Directions
(a) Decide whether each statement agrees with the bias-variance notes, answering yes or no and quoting the words from the notes that settle it. (i) The MSE is made up of the predictor's variance, its squared bias, and the variance of the error terms. (ii) Models with extremely low bias usually have low variance as well. (iii) In the model-selection process, the model is fit to the validation data.
(b) Extend the bias-variance notes by writing what comes after the histogram output that ends them.

Text
======

Bias-Variance Tradeoff

Recall from the reading: at the core of Machine Learning is the Bias-Variance tradeoff: Mean Squared Error decomposes as $$ MSE = \mathbb{E}[(y-\hat{f}(x))^2] = \mathbb{V}[\hat{f}(x)] + \textrm{Bias}(\hat{f}(x))^2 + \mathbb{V}[\epsilon] $$

In other words, the MSE is produced by the variance of the predictor, the squared bias of the predictor and the variance of the error terms. Bias here means the deviation $\mathbb{E}[\hat{f}(x)] - y$ of the prediction from the true value.

The trade-off lies in how models with extremely low bias often have high variance, and extremely low variance models often have high bias.

Validation

To pick a model, or a model parameter, we have the following process:

  1. Split data into train and validation
  2. Fit model to train
  3. Evaluate model on validation

As several of you have noticed, this validation evaluation can jump around a lot.

In [3]:
hist(scores)
Out[3]:
(array([ 6.,  8.,  9., 13., 22., 19., 16.,  5.,  1.,  1.]),
 array([0.73542601, 0.74932735, 0.7632287 , 0.77713004, 0.79103139,
        0.80493274, 0.81883408, 0.83273543, 0.84663677, 0.86053812,
        0.87443946]),
 <a list of 10 Patch objects>)

======

Raw data
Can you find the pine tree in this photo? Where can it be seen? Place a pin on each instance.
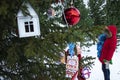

======

Solved tasks
(a)
(i) Yes: "the MSE is produced by the variance of the predictor, the squared bias of the predictor and the variance of the error terms"
(ii) No: "models with extremely low bias often have high variance"
(iii) No: "Fit model to train"

(b)
A second issue is that the validation set is excluded from use for training: the dataset is artificially shrunk.

Cross validation and bootstrap

We will talk about three different ways to get around these issues:

  1. Leave-One-Out Cross-Validation
  2. $k$-fold Cross-Validation
  3. Bootstrap

This follows Chapter 5 in the textbook (pp 175-200)

Leave-one-out

The largest set of training data we can use while still validating is $N-1$: leave one single data point out, train on the remaining data and evaluate on that one point.

For each single point, our estimate will be poor - but if we were to do this for each point in the data separately, we get a better estimate of our validation error.

Leave-one-out

  1. For $i=1..N$
  2. Split data into $T = \{(x_1,y_1),\dots,(x_{i-1},y_{i-1}),\dots,(x_N,y_N)\}$ and $V = \{(x_i,y_i)\}$
  3. Train preprocessor and model on $T$.
  4. Preprocess, predict and score on $V$, producing a score $s_i$.
  5. Loop
  6. Return $\hat{s}=\frac{\sum s_i}{N}$.

Leave-one-out

Benefits

  1. Lower bias than using a validation set
  2. Training set is almost identical between tries -- stable models
  3. Deterministic

Drawbacks

  1. Computationally expensive; model fit runs $N$ times
In [4]:
loo = model_selection.LeaveOneOut()
scores = []
for ix_train, ix_val in loo.split(titanic):
  X = cleanup.fit_transform(titanic.loc[ix_train,:])
  y = titanic.loc[ix_train, "Survived"]
  X_val = cleanup.transform(titanic.loc[ix_val,:])
  y_val = titanic.loc[ix_val, "Survived"]
  model.fit(X, y)
  scores.append(model.score(X_val, y_val))
In [5]:
mean(scores)
Out[5]:
0.7934904601571269

$k$-fold Cross Validation

Rather than to go through the entire pipeline separately for each data point, a much more economical approach is the $k$-fold Cross Validation:

  1. Split the data into $k$ folds $F_1,\dots,F_k$.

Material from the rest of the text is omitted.